(Exercise):
Please copy all of the records exactly, leaving nothing out.
[[ Provided records open ]]
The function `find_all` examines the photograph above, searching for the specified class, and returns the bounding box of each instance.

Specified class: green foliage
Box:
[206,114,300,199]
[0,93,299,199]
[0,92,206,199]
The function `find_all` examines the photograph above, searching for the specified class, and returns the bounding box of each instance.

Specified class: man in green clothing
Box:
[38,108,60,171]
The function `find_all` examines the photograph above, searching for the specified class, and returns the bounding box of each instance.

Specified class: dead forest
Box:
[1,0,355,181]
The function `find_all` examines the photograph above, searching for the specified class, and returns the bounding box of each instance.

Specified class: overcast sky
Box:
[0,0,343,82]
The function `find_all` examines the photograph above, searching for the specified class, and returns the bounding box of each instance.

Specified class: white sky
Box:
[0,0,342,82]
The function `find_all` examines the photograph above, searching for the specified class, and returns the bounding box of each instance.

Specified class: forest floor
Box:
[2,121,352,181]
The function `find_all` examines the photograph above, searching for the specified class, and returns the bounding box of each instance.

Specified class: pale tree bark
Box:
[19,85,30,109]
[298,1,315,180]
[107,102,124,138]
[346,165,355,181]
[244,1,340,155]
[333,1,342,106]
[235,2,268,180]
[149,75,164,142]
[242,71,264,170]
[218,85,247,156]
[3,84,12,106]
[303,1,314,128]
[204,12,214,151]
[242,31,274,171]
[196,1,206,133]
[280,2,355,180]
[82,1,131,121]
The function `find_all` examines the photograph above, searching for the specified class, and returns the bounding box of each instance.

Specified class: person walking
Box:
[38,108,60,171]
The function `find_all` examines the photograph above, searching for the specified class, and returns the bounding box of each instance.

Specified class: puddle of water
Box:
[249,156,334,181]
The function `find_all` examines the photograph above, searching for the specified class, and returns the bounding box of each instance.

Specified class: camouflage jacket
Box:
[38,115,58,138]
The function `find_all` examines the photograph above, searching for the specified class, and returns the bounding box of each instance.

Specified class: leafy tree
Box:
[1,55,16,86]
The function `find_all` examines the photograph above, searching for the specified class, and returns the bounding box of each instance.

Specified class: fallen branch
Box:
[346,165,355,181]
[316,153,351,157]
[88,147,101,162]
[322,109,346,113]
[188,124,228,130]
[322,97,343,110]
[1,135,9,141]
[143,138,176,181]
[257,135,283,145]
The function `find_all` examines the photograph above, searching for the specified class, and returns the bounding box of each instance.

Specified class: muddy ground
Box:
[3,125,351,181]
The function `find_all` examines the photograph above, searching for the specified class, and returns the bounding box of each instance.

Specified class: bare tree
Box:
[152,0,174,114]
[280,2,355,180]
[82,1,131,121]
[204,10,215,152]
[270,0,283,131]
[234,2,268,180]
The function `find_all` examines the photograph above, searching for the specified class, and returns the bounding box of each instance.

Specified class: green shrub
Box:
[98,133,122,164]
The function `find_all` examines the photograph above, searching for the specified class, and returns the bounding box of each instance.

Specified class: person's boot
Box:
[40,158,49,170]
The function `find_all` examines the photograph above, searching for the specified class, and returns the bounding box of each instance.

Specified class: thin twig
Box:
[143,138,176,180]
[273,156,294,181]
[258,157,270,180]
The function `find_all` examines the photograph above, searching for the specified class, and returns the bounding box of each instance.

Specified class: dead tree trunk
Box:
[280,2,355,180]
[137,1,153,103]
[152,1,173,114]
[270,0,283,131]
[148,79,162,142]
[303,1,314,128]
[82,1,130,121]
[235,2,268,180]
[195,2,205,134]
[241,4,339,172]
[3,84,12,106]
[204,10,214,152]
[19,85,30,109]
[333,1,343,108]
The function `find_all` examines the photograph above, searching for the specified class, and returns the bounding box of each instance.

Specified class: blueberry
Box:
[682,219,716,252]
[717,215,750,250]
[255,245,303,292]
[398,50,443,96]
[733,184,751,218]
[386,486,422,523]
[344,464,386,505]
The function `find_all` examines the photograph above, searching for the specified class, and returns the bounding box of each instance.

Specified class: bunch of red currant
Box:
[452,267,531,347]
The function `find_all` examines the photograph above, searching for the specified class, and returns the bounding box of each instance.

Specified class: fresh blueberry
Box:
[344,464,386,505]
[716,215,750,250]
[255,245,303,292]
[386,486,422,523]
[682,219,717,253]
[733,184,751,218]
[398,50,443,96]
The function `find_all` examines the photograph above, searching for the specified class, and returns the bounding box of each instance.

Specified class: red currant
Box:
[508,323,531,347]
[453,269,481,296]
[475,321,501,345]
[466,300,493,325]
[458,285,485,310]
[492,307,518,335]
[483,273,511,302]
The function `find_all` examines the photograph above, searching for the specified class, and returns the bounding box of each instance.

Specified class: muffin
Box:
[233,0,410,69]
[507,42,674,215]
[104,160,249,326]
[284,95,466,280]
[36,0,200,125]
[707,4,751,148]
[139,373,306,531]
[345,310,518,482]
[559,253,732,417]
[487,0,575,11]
[[ Provided records closed ]]
(Problem solution):
The function `find_all` examines the photograph above, searching for the specified class, and returns the bounding box of each instance.

Specified class: green foliage
Box:
[206,114,300,199]
[0,93,299,199]
[0,92,206,199]
The function `find_all` examines the photograph above, searching for the specified class, and returns the bounding box of each instance.

Specified class: man in green clothing
Box:
[38,108,60,171]
The function `find_all` examines the photograph above, searching for the specified class, and returns the bounding box of each instance.

Specified class: dead forest
Box:
[1,0,355,181]
The function `find_all` examines the photograph above, searching for the specified class, and returns the bounding box of each instance.

Specified class: overcast sky
Box:
[0,0,343,82]
The function `find_all` examines the photograph above, searching for the specified class, and returns the bounding box of each instance.

Specified class: white sky
Box:
[0,0,342,82]
The function `find_all` examines the photograph above, searching for the specified class, and returns the bounding box of each instance.

Specified class: forest floor
Box:
[2,121,352,181]
The function `find_all` examines the photograph above, searching for the specified class, and returns the bounding box of each instance.

Specified class: pale tree bark
Box:
[19,85,30,109]
[298,1,315,180]
[107,102,124,138]
[346,165,355,181]
[244,1,340,155]
[333,1,342,106]
[235,2,268,180]
[149,75,164,142]
[242,71,264,170]
[218,85,247,156]
[3,84,12,106]
[303,1,314,128]
[204,12,214,151]
[242,31,274,171]
[196,1,206,133]
[280,2,355,180]
[82,1,131,121]
The function `find_all` examines the photograph above, searching for the specified class, and returns the bounding box of each instance.

Specified class: person walking
Box:
[38,108,60,171]
The function `find_all` examines the photograph above, searching for the specified class, and returns the bounding box of each instance.

Specified class: puddle of water
Box:
[249,156,334,181]
The function `find_all` examines the photograph above, searching for the specified class, and returns the bounding box of each instance.

Specified class: camouflage jacket
Box:
[38,115,58,138]
The function `find_all` examines the photograph above, searching for the specified class, and returns the bounding box of each instance.

Specified class: leafy tree
Box:
[1,55,16,86]
The function `find_all` examines the photograph above, searching for the specified class, and returns the bounding box of each instance.

Specified class: fallen branch
Box:
[346,165,355,181]
[316,153,351,157]
[88,147,101,162]
[322,109,346,113]
[188,124,228,130]
[322,97,343,110]
[1,135,9,141]
[143,138,176,181]
[257,135,283,145]
The function `find_all` examines the photograph above, searching for the specified class, and returns the bounding box of each instance.

Specified class: muddy ground
Box:
[3,125,351,181]
The function `find_all` examines the photograph above, searching for the specified class, and returns the bounding box of each instance.

Specified class: bare tree
Box:
[152,0,174,114]
[280,2,355,180]
[82,1,131,121]
[204,10,215,152]
[270,0,283,131]
[234,2,268,180]
The function `find_all` examines the photograph above, searching for the specified class, and returns the bounding box of each instance.

Specified class: green shrub
Box:
[98,133,122,164]
The function `find_all` examines the photograph above, searching for the specified class, and returns the bounding box of each instance.

Specified class: person's boot
Box:
[40,158,49,170]
The function `find_all` examines the photograph above, searching for the specified class, and returns the bounding box of each instance.

Specified class: thin twig
Box:
[143,138,176,180]
[273,156,294,181]
[258,157,270,180]
The function `find_all` examines the photograph above, searching for the specified class, and returns the bounding box of each instance.

Specified class: dead tree trunk
Box:
[280,2,355,180]
[137,1,153,103]
[152,1,173,114]
[270,0,283,131]
[148,79,162,142]
[303,1,314,128]
[82,1,130,121]
[235,2,268,180]
[195,2,205,134]
[241,4,339,172]
[3,84,12,106]
[204,10,214,152]
[19,85,30,109]
[333,1,343,108]
The function `find_all` examines the photograph above, searching for the specified class, and returns the bounding box of each instance.

Specified class: blueberry
Box:
[682,219,716,252]
[717,215,750,250]
[255,245,303,292]
[398,50,443,96]
[733,184,751,218]
[386,486,422,523]
[344,464,386,505]
The function `find_all` examines the photograph above, searching for the specified class, and returns the bounding box of each instance.

Specified class: bunch of red currant
Box:
[452,267,531,347]
The function `find_all` examines the photograph above, searching for the specified class, and returns the bounding box of each instance.

Specified class: fresh blueberry
Box:
[344,464,386,505]
[716,215,750,250]
[255,245,303,292]
[386,486,422,523]
[682,219,717,253]
[733,184,751,218]
[398,50,443,96]
The function `find_all` examines the photograph above, searching for the specified class, and returns the bounding box of each instance.

Specified class: red currant
Box:
[508,323,531,347]
[453,269,481,296]
[475,321,501,345]
[466,300,493,325]
[458,285,485,310]
[492,307,518,335]
[483,273,511,302]
The function `find_all` examines the photograph above, searching for the specified class, and returns the bounding box of each instance.

Specified class: muffin
Box:
[233,0,410,69]
[507,42,674,215]
[104,160,249,326]
[284,95,466,280]
[36,0,200,125]
[707,4,751,148]
[139,373,306,531]
[345,310,518,482]
[559,253,732,417]
[487,0,575,11]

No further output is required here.